BRIEF: Write out, word for word and with nothing else, every line from the one containing "Where can the overcast sky be found here?" down to the one containing "[[1018, 281], [924, 274]]", both of those lines included.

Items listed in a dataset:

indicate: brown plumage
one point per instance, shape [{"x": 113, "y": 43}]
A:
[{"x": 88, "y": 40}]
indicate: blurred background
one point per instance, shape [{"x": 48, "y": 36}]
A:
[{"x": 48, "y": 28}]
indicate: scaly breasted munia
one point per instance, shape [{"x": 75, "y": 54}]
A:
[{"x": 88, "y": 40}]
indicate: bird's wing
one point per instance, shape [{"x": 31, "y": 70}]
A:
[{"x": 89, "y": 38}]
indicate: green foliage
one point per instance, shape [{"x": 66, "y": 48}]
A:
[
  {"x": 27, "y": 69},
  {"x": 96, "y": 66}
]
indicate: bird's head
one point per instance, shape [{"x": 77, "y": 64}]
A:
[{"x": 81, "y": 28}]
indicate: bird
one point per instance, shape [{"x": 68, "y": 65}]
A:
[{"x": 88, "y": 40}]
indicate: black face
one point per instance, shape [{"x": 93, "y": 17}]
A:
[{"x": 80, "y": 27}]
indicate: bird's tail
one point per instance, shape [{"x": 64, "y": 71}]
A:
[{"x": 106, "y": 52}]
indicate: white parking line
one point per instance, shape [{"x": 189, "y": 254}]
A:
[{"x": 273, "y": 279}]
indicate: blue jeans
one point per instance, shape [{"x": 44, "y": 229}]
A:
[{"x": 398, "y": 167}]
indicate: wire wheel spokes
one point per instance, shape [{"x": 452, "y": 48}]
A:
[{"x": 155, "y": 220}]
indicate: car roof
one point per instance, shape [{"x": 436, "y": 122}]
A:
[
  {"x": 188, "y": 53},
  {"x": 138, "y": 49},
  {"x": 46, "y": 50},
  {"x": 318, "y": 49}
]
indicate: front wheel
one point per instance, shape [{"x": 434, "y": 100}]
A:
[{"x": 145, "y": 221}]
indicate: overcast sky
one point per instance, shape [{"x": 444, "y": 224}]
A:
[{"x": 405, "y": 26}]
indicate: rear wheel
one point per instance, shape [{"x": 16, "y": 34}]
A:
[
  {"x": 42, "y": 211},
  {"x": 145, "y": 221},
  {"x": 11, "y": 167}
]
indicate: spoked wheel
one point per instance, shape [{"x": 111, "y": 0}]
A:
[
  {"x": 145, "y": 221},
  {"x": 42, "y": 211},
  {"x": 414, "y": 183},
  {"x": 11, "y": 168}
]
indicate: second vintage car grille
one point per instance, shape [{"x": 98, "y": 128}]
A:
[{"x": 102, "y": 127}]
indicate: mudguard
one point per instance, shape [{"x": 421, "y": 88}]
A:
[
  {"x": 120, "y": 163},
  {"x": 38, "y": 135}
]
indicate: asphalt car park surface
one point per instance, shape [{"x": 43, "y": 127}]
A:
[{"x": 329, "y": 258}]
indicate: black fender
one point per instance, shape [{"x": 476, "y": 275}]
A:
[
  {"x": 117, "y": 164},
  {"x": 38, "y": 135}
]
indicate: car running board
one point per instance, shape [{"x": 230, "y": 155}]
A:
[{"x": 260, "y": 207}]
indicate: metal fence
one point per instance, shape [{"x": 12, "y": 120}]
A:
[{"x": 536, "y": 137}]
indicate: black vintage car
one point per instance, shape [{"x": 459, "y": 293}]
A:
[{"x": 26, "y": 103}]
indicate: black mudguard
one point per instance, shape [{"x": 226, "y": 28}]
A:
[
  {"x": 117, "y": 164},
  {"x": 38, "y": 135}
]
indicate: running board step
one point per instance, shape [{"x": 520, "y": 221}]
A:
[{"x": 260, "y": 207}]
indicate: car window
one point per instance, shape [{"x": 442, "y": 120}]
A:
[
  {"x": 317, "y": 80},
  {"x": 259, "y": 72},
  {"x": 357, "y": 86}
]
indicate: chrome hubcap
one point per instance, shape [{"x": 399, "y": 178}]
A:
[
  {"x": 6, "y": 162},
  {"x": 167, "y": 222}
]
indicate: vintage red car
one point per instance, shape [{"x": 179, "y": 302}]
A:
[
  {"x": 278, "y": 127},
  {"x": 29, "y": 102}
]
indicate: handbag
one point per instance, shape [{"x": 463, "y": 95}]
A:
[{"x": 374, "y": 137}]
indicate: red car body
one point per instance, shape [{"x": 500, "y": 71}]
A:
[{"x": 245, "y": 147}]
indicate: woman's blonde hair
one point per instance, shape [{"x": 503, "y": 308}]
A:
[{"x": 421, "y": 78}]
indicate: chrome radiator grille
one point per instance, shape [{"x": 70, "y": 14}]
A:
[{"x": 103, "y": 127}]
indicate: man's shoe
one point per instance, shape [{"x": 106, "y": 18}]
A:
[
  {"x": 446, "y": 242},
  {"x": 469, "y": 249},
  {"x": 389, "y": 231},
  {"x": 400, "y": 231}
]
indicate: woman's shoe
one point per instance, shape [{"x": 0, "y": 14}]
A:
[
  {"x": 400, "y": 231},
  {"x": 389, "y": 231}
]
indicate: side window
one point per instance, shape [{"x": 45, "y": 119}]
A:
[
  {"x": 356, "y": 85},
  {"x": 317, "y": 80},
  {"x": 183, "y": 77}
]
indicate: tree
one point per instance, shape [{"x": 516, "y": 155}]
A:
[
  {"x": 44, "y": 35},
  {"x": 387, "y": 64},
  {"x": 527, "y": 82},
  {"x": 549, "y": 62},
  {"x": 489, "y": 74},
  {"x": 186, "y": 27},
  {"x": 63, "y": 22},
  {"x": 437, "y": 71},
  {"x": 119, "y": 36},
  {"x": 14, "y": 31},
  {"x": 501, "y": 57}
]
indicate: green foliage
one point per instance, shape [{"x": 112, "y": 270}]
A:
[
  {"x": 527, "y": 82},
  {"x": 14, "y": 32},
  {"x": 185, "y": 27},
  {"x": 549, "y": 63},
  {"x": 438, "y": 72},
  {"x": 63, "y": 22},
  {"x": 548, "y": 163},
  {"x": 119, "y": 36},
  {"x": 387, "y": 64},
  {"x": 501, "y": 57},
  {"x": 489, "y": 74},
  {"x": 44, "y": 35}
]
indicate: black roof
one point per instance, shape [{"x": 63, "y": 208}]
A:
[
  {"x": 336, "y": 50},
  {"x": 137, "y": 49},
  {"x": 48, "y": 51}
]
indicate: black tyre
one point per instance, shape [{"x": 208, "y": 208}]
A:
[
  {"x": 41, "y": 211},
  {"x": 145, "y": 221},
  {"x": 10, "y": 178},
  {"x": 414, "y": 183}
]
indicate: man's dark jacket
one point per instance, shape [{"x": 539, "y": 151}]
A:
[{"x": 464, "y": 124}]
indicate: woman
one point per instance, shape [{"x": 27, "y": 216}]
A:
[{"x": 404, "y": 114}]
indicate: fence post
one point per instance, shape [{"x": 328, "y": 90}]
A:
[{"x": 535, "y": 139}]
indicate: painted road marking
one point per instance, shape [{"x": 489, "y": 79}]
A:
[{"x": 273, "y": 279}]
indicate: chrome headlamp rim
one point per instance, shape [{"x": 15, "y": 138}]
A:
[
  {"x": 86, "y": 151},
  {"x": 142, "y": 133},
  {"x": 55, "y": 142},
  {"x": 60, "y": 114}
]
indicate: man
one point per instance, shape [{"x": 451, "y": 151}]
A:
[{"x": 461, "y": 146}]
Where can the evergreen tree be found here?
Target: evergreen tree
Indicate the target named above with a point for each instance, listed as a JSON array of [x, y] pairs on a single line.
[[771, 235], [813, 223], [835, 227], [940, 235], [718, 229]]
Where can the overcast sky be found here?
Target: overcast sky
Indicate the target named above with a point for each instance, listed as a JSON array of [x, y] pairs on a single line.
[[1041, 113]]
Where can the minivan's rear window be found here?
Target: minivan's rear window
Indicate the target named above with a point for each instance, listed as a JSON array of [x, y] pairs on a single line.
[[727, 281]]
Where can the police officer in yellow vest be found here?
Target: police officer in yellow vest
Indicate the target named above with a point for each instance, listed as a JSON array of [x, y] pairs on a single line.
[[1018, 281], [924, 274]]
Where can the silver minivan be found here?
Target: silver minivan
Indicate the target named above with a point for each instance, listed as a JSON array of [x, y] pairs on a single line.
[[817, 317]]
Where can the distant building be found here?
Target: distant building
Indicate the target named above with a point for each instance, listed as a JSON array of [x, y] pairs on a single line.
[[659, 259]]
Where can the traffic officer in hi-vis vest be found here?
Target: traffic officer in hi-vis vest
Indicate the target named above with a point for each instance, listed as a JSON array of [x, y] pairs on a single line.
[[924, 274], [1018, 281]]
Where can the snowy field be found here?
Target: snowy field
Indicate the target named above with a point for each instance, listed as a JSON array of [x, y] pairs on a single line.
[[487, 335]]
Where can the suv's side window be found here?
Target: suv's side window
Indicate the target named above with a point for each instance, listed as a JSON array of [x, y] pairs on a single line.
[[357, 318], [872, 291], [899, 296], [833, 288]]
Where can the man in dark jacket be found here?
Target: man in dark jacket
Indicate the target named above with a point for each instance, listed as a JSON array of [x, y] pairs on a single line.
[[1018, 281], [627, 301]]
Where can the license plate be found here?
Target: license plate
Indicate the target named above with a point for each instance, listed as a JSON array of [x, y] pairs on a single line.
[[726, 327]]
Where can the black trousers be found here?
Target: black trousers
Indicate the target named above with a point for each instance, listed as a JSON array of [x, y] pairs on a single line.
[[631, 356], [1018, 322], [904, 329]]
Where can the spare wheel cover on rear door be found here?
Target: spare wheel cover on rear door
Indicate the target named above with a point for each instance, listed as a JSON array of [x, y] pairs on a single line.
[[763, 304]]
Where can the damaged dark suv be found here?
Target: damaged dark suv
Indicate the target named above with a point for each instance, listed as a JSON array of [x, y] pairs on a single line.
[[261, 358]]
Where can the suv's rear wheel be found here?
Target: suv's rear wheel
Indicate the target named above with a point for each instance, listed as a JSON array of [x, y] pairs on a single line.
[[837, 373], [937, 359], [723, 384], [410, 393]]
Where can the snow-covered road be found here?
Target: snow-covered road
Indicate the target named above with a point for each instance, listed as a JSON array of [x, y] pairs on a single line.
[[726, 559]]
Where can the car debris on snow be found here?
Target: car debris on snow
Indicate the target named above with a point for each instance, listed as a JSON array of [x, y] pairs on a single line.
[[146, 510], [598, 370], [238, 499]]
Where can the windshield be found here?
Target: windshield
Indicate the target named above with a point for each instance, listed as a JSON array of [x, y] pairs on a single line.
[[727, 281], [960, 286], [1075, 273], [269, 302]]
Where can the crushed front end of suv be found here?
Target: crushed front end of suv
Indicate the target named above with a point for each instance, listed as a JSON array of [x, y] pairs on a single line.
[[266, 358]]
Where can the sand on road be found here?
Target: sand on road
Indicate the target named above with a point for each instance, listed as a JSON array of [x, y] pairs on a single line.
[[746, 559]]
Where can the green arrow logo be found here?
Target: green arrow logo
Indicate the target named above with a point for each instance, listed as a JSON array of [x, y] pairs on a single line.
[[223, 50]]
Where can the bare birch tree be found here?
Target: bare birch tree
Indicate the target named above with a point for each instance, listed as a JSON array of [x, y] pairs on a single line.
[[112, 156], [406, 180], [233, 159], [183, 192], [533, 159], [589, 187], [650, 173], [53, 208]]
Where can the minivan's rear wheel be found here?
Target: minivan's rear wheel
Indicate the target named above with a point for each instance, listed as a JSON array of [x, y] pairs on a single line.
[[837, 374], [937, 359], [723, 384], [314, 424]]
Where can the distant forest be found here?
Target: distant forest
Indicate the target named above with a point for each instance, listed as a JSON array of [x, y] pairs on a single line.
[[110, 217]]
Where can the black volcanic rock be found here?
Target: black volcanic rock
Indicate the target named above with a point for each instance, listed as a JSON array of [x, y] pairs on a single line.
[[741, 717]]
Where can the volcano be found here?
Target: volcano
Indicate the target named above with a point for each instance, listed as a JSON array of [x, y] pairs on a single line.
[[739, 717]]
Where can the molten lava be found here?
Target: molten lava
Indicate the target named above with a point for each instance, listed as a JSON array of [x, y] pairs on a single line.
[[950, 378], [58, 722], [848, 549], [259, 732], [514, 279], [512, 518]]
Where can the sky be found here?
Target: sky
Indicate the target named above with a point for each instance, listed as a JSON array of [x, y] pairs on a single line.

FULL SOLUTION:
Where can the overcast sky be found here?
Target: overcast sky
Indicate the target named above with a point for each instance, listed as a JSON array of [x, y] pairs on a single line.
[[1041, 113]]
Where can the minivan's rear window be found here?
Target: minivan's rear window
Indicate the target named above with a point for each instance, listed as a JSON array of [x, y] pairs on a single line.
[[727, 281]]
Where can the police officer in yellow vest be found here?
Target: police officer in yellow vest
Indicate the target named above with a point for each instance, listed as a JSON array of [x, y] pairs on a single line.
[[1018, 281], [924, 274]]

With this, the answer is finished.